YOUR OBJECTIVE:
An exact repetition of all the entries that follow is required.
- Opening Delimiter -
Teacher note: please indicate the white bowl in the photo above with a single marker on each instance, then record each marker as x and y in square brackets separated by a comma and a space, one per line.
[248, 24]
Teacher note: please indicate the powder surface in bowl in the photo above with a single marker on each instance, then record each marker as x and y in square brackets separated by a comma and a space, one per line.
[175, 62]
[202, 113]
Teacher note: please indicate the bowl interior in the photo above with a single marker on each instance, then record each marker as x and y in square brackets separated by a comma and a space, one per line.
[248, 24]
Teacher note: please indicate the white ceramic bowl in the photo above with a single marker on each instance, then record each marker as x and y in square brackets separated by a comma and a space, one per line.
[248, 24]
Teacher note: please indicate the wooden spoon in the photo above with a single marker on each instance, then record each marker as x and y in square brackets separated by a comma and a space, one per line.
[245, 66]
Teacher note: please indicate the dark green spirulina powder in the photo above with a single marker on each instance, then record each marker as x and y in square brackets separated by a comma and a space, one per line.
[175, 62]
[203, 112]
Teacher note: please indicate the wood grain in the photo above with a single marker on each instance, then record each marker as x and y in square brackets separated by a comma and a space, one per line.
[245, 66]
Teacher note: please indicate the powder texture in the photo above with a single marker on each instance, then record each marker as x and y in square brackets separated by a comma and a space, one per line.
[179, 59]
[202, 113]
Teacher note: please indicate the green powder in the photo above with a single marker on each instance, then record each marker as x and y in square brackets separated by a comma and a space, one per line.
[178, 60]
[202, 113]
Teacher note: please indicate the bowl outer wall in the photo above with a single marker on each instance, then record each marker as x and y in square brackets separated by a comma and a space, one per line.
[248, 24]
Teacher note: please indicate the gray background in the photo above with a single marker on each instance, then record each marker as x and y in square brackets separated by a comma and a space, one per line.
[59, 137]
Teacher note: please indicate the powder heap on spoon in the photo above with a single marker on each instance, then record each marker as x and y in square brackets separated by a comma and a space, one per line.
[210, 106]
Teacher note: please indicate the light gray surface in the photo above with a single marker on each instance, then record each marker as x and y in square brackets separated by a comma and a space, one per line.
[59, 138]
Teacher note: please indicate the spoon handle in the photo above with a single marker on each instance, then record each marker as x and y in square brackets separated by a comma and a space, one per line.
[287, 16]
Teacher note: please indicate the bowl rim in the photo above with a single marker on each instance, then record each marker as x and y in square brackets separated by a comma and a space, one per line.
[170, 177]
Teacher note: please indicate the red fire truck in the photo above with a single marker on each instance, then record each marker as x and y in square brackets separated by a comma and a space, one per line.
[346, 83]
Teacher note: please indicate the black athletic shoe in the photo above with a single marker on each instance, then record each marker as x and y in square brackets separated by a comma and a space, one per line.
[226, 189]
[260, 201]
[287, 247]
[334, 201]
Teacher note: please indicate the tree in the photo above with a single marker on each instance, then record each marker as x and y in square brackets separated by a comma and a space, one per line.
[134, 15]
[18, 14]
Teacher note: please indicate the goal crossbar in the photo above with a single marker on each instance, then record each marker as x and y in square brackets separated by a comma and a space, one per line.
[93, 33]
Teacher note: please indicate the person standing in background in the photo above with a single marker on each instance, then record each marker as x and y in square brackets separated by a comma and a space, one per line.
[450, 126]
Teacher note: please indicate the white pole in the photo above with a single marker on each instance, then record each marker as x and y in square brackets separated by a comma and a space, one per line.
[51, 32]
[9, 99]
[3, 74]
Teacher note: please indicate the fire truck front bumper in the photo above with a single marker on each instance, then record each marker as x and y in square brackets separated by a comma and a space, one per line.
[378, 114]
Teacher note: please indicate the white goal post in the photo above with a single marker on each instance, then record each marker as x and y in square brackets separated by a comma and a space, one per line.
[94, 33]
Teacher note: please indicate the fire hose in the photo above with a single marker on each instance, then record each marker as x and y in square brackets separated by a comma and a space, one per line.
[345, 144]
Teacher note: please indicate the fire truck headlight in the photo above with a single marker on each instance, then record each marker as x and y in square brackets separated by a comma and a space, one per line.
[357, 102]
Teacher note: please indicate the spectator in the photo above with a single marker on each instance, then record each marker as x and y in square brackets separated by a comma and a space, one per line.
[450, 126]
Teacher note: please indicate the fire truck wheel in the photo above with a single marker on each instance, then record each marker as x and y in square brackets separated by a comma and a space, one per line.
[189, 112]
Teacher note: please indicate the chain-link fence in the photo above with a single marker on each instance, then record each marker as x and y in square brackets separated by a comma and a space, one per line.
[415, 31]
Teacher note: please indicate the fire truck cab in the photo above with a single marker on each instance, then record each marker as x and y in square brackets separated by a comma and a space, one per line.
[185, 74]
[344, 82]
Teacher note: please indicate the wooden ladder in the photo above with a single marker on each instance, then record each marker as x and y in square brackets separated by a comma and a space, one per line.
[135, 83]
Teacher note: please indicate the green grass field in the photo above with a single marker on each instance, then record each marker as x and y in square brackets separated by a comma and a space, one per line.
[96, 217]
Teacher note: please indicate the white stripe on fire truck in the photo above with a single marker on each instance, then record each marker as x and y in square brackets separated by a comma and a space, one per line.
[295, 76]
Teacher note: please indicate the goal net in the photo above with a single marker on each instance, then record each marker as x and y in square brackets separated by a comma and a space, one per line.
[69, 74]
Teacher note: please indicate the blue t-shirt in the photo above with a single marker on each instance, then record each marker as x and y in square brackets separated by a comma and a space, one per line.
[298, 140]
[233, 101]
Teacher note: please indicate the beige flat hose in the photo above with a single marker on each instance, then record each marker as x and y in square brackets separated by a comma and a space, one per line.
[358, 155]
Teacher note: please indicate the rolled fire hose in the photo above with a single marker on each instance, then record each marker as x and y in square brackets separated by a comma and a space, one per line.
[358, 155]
- Closing Delimiter -
ANSWER BELOW:
Teacher note: please indicate the white bowl in the photo above with a single marker on each instance, then record each marker as x and y in square brackets separated by a comma and a space, one per line.
[248, 24]
Teacher note: please indicate the powder surface in bowl in the photo above with a single marker on each instance, then record each marker as x and y in square brackets separated by a comma and a space, one per line.
[175, 62]
[202, 113]
Teacher note: please indicate the bowl interior in the photo above with a single marker on each instance, then record each marker as x and y in square brackets separated by a comma and a space, one per line.
[248, 24]
Teacher note: please indicate the white ceramic bowl in the photo above with a single marker on each instance, then record each marker as x and y in square brackets separated by a comma and a space, one per line.
[248, 24]
Teacher note: please indicate the wooden spoon in the photo above with a single marker on each instance, then record each marker as x and y in square brackets separated by a comma and a space, one per line.
[245, 66]
Teacher note: please indicate the dark green spirulina powder in the photo above with a single marker on each instance, then record each marker as x and y in square brackets separated by a comma and a space, one per line.
[175, 62]
[203, 112]
Teacher note: please indicate the wood grain in the photo above with a single marker on each instance, then record each marker as x and y in square brackets separated by a comma and a space, one per line.
[245, 66]
Teacher note: please indicate the powder texture in the photo above with a single marker on each instance, then record each marker as x and y in square brackets separated by a comma and a space, one per line.
[179, 59]
[202, 113]
Teacher note: please indicate the green powder in the photo above with a single marker on each instance, then record each marker as x and y in square brackets separated by a comma and a space, one per line.
[178, 60]
[202, 113]
Teacher note: please indicate the bowl outer wall in the photo above with a single marker on each instance, then record each marker as x and y in square brackets separated by a comma and a space, one per line.
[248, 24]
Teacher note: please indicate the gray background in the photo above with a single marker on each instance, then record each marker as x and y in square brackets separated by a comma and a space, one per line.
[59, 137]
Teacher note: please indicate the powder heap on spoon in the photo above with a single marker on each instance, then record each marker as x and y in square brackets separated by a comma and a space, one per line.
[210, 106]
Teacher note: please indicate the light gray surface in the photo above with a single marker on each instance, then record each marker as x and y in square brackets separated by a comma and a space, one per line.
[59, 138]
Teacher note: please indicate the spoon handle in the photo above with a single marker on each instance, then record each marker as x and y in square brackets separated by a comma and a space, one per line.
[287, 16]
Teacher note: please indicate the bowl rim in the photo above with a single marker on each instance, then record each marker as x and y in square brackets separated by a comma and a space, one per line.
[170, 177]
Teacher note: please indicate the red fire truck in the photo above with a single marker on each instance, then record each marker as x and y in square brackets separated by a comma and a space, one per line.
[346, 83]
Teacher note: please indicate the black athletic shoe in the photo above with a single marker on each instance, then record each marker as x and y in square brackets separated by a comma and a space, one per line.
[226, 189]
[260, 201]
[287, 247]
[334, 201]
Teacher note: please indicate the tree in the photo above with a single marker on each instance, then record each marker as x and y in square brackets separated by a comma and a space, one per line.
[134, 15]
[18, 14]
Teacher note: please indicate the goal crossbar in the photo above with a single marker on each instance, then record each marker as x and y in square brackets separated by a comma and a space, one per line.
[93, 33]
Teacher note: please indicate the person standing in background in the photo above with a single marker on each instance, then record each marker as x and y in square brackets separated by a comma and a space, one per line.
[450, 126]
Teacher note: please indicate the white pole in the photo above with a single marker on each instance, then record each marker as x and y in square brackets separated by a comma and a space, one per line.
[51, 32]
[9, 99]
[3, 74]
Teacher note: please indicate the fire truck front bumper in the photo above with a single marker on each instance, then record each marker as x and y in square brackets separated by a comma and a space, one per line.
[378, 114]
Teacher note: please indicate the white goal post in the photo above with a single marker on each instance, then record each marker as x and y in square brackets separated by a comma and a space, one per line.
[94, 33]
Teacher note: please indicate the fire hose in the photo above with a single marker on each instance, then record each marker as x and y in square brackets separated by a comma and a space, one per line.
[345, 144]
Teacher note: please indicate the fire truck headlight in the photo above with a single marker on each instance, then record each marker as x and y in square brackets separated by a comma and a space, one per line.
[357, 102]
Teacher note: please indicate the spectator in the photo above with a single marker on each instance, then record each marker as x and y in square brackets separated by a comma and a space, one per line.
[450, 126]
Teacher note: please indicate the fire truck wheel in the photo above with a single marker on each instance, then record each marker as x and y in square brackets separated by a comma and a space, one per line.
[189, 112]
Teacher note: please indicate the chain-link fence in the photo above with a single marker on each instance, then record each marker as x and y in square brackets separated by a comma and a space, one per line.
[415, 31]
Teacher note: please indicate the fire truck cab in the photo above with a single marker on each instance, then record each marker as x and y in square brackets separated by a comma and a space, one per line.
[185, 74]
[344, 82]
Teacher note: please indicate the wooden ladder in the photo above with a single marker on each instance, then record each marker as x and y in square brackets separated by a comma and a space, one per line.
[135, 83]
Teacher note: please indicate the green grass field in the photo above with a single marker on each instance, then record each marker as x and y in square brackets separated by a comma and a space, one per line.
[96, 217]
Teacher note: please indicate the white stripe on fire truck in the photo above with a single marker on each instance, then record each marker as x and y in square brackets separated by a comma and a space, one per line.
[295, 76]
Teacher note: please indicate the goal net in the photo above with a single marker on each instance, then record each marker as x and y in square brackets separated by a comma and a space, one per line.
[69, 74]
Teacher note: please indicate the blue t-shirt in the photo above with a single marker on each instance, then record each marker as x and y in square brackets separated by a comma and a space, one per line.
[298, 140]
[233, 101]
Teacher note: please indicate the beige flat hose in the photo above with a single marker on each instance, then record each marker as x and y in square brackets separated by a comma and a space, one per line.
[358, 155]
Teacher note: please indicate the rolled fire hose in the photo above with a single marker on each instance, then record each marker as x and y in square brackets separated by a comma and a space, one per line.
[358, 155]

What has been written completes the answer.